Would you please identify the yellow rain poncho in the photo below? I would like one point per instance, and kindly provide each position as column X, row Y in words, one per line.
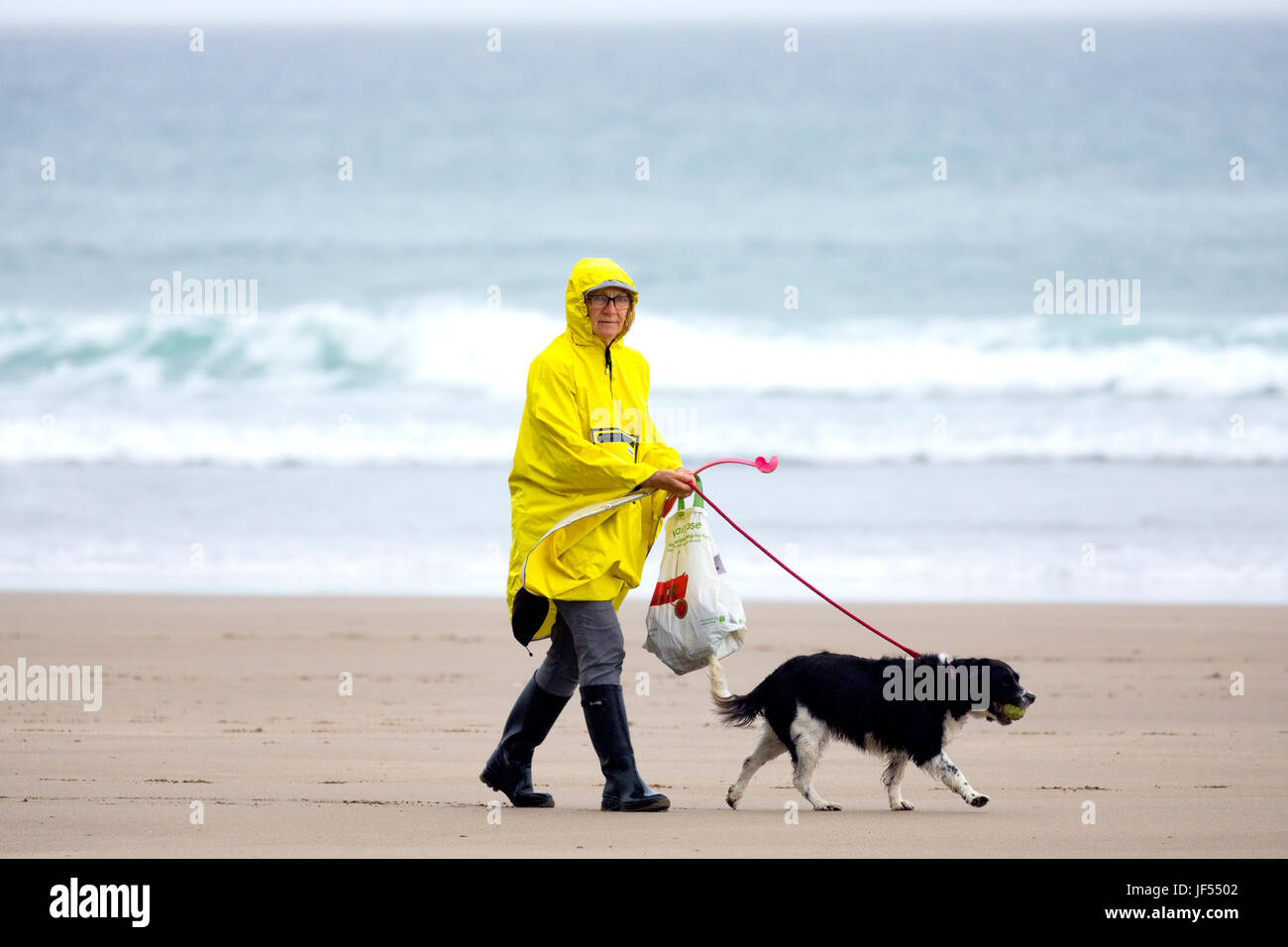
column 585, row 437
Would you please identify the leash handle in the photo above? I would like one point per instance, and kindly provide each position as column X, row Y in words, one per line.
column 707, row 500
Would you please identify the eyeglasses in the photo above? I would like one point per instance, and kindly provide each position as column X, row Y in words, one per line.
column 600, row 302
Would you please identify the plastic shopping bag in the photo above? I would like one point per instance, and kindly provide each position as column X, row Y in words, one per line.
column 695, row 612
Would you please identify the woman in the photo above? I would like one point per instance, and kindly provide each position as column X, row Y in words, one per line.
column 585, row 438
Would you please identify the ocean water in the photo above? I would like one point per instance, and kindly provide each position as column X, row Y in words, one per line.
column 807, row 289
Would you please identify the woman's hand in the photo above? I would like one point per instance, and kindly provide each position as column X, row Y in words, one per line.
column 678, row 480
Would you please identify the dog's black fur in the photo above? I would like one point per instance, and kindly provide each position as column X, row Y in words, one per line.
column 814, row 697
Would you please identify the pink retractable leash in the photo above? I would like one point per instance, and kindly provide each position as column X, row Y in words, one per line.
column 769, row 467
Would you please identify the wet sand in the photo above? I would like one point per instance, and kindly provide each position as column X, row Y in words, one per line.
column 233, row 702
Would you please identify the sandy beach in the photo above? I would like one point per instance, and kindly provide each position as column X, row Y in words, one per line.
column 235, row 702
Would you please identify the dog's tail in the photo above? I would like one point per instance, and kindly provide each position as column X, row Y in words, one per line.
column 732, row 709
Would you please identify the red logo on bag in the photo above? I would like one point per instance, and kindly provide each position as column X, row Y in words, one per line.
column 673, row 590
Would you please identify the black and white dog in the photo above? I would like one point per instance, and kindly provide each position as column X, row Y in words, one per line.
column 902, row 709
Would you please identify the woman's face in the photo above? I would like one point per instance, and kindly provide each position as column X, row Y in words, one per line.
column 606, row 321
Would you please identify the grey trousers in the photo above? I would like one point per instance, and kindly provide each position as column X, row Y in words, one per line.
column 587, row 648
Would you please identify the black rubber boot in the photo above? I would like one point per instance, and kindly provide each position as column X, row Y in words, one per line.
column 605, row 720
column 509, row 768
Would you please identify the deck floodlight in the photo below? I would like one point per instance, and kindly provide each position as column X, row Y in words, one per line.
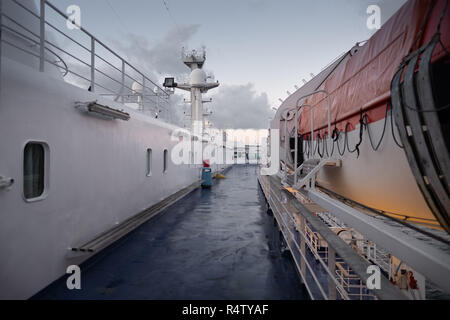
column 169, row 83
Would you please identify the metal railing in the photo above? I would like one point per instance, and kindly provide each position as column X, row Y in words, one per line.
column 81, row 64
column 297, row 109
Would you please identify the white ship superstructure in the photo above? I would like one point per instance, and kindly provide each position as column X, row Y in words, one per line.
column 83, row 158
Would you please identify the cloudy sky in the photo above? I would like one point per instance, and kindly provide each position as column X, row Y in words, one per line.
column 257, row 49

• **Required action**:
Restate each line of the material word for word, skipping any picture.

• **Exercise result**:
Would you please identify the yellow rain poncho in the photo below? I would like one point per instance, and kindly provide each position as column X, row Y in words, one per line.
column 585, row 437
Would you please identify the leash handle in the photo above? I would like one point per instance, and kindly provide each position as column X, row Y in words, one per line.
column 707, row 500
Would you please identify the eyeglasses in the photo above? I would like one point per instance, and kindly provide each position as column X, row Y in words, one per line.
column 600, row 302
Would you please identify the plastic shopping bag in the photo above? I would like one point per instance, and kindly provide each position as column X, row Y in words, one per line.
column 695, row 612
Would you please identify the woman in the photo above? I would like one point per instance, and kindly provide each position as column X, row Y in words, one per line.
column 585, row 438
Would you please identify the ocean water in the photo above? I would like one point per instance, and kindly provide each position as column X, row Y in words, one per line.
column 807, row 289
Would you please identify the woman's hand in the photo above? I would like one point per instance, and kindly provide each position as column X, row Y in words, one per line.
column 678, row 480
Would you please identify the dog's black fur in the photo above? I would like one point per instance, and kindly provide each position as column X, row Y in words, one per line.
column 814, row 697
Would you please identify the pink retractable leash in the photo above? I would like one point per instance, and kindly provide each position as column X, row Y in words, one per line.
column 769, row 467
Would you please identify the wet sand in the photo above? I would like one point per instance, and kindly provide each position as column X, row Y in words, one per line.
column 233, row 702
Would you please identify the sandy beach in the photo above? I would like one point per instance, and kindly provide each position as column X, row Y in words, one per line.
column 235, row 702
Would you please identify the dog's tail in the photo above? I would like one point per instance, and kindly provide each position as column X, row Y in words, one per line.
column 732, row 709
Would you please identify the red logo on bag in the photo above? I would like one point per instance, and kindly provide each position as column X, row Y in words, one per line.
column 673, row 590
Would you please identify the black and white dog in the photo above? I would like one point per instance, and kindly provide each position as column X, row Y in words, one per line.
column 902, row 709
Would you please identify the woman's face in the photo above? I would like one point per instance, and kindly provide each position as column X, row Y in words, one per line.
column 606, row 321
Would you please identify the grey trousers in the photo above? I would like one point per instance, and kindly provide each position as column X, row Y in words, one per line.
column 587, row 648
Would you please identify the black rubber boot in the photo above? I would like one point per instance, and kindly provide each position as column X, row Y in words, one per line.
column 605, row 720
column 509, row 768
Would you please identify the deck floodlight in the photo below? I would like one point per instance, and kindly provide each position as column X, row Y in words, one per line.
column 169, row 83
Would you please identify the metal railing in the photo above? I would like one point per instance, and kindly provide each position as column X, row Y in words, one per line.
column 81, row 64
column 297, row 109
Would you please identify the white ship superstructure in the photo above? I would like one point per instance, and kindly provide each position as column X, row Y in words, one per line.
column 83, row 158
Would you please identify the cloudy sky in the photo above? I would like one point per instance, and kindly provide each position as column X, row Y in words, one per line.
column 257, row 49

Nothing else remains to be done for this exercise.